**Your objective:**
In the passage on Neville Goddard and the Bible, what did Goddard believe is the key to unlocking the Bible's hidden wisdom?

**Document segment:**
——————————
For many, the Bible is a mysterious book filled with symbolic language, visions, and teachings that seem disconnected from daily life. But for Neville Goddard, the Bible was not only practical—it was psychological and deeply personal. He believed that imagination is the key to unlocking its hidden wisdom, and he drew this bold conclusion from both Scripture and personal experience.
Here are the spiritual reasons Neville taught that imagination is the true key to understanding the Bible—supported by Scripture.
1. “I AM” Is the Name of God
Exodus 3:14 – “I AM THAT I AM.”
When Moses asks God His name, the answer is simple yet profound: I AM. Neville taught that this “I AM” isn’t a distant deity—it’s your own awareness of being. Every time you say, I am sick, I am wealthy, or I am loved, you are using the divine name and shaping your world.
Imagination is how we declare and experience “I AM”—not with words alone, but with inner feeling and vision.
——————————
**Information provided:**
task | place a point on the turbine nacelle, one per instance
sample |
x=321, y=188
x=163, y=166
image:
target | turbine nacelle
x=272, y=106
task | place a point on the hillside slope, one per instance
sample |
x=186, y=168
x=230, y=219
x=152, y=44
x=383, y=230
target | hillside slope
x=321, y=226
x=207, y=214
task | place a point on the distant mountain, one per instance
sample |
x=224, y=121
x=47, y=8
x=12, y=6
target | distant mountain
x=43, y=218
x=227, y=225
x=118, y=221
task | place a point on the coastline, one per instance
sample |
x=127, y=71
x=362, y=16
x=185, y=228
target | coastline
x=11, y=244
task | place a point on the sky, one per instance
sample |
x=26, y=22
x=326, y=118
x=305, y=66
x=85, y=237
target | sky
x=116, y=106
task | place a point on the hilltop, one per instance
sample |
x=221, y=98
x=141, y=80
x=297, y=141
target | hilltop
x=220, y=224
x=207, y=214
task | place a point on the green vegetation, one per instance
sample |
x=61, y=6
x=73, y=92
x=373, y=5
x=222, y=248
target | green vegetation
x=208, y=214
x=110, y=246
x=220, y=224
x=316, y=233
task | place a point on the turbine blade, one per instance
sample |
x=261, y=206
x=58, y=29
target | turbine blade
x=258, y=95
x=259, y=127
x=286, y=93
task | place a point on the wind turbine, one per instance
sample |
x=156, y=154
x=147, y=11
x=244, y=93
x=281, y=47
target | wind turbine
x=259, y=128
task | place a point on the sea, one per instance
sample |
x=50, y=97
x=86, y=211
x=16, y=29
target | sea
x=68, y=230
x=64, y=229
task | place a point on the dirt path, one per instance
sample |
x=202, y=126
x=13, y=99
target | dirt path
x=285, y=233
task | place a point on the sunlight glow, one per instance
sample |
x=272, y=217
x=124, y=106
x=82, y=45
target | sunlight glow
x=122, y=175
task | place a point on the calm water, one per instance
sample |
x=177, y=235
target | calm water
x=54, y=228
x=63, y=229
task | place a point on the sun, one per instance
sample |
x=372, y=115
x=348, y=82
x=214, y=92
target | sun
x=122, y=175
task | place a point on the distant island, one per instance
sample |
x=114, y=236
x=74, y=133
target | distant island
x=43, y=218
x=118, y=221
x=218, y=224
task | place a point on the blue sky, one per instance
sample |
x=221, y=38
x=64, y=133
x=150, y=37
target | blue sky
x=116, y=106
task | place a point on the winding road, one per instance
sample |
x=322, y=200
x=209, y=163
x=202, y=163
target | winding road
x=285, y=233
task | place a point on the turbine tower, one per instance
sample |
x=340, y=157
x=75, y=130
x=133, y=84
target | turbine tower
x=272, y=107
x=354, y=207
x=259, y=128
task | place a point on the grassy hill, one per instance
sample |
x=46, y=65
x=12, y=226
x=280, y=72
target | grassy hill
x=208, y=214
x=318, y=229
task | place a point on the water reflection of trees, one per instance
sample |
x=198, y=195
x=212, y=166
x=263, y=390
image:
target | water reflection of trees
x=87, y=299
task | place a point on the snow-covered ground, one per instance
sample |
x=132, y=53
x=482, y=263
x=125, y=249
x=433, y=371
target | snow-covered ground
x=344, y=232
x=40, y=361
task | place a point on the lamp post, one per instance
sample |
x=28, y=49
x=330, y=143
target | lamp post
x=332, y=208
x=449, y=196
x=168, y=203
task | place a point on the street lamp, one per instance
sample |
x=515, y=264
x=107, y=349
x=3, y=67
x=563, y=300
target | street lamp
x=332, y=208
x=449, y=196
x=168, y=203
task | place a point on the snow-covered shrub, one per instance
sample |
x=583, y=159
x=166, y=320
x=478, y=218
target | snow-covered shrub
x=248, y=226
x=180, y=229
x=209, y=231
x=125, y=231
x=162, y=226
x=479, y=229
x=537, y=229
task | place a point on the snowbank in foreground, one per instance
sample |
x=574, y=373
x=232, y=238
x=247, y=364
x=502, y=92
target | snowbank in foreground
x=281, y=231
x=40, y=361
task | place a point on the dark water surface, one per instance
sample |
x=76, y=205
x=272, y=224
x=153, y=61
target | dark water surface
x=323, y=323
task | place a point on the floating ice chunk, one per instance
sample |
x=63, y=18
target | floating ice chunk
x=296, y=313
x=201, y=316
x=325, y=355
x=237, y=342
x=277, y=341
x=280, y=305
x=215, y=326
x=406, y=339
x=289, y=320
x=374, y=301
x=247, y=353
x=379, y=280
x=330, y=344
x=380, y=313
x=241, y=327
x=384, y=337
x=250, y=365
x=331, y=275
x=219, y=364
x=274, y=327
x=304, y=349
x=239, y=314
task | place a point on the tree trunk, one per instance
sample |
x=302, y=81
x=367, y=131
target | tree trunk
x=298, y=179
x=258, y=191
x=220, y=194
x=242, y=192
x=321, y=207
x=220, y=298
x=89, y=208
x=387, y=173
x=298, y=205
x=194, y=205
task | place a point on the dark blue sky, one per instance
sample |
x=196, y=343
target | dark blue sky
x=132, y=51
——————————
**Answer space:**
Imagination.